◆ Recorded data ◆

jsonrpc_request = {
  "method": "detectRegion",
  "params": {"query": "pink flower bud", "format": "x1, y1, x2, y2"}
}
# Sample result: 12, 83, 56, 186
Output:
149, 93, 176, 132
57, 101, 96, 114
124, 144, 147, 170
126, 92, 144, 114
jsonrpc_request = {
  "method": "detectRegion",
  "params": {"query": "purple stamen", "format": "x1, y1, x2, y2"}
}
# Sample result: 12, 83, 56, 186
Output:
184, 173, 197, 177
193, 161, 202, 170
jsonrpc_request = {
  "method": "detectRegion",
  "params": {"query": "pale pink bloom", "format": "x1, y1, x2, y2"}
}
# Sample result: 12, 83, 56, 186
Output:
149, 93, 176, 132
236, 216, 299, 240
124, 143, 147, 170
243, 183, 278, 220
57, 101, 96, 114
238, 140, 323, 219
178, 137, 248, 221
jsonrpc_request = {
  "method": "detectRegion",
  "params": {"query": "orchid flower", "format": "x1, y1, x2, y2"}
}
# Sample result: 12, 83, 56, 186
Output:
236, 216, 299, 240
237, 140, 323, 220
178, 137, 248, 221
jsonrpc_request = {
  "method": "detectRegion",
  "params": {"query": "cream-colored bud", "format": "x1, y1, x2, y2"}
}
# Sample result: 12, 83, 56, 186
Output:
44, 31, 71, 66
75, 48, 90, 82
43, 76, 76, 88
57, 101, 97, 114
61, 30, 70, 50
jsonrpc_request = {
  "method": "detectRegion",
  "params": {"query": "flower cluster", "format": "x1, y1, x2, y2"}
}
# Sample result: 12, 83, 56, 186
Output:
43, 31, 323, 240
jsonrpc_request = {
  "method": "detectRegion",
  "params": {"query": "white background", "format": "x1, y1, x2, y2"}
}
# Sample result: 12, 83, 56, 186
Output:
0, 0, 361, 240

◆ Given exercise ◆
Copy out every line above that contains the word "flower". Case counts, so a line only qualifies if its letters match in upper and lower case.

◆ Exercise answer ◆
  "params": {"query": "pink flower bud", "format": "x1, y1, x2, y2"}
  "params": {"query": "orchid flower", "format": "x1, y1, x2, y2"}
  "params": {"query": "flower cluster", "format": "x1, y1, x2, y2"}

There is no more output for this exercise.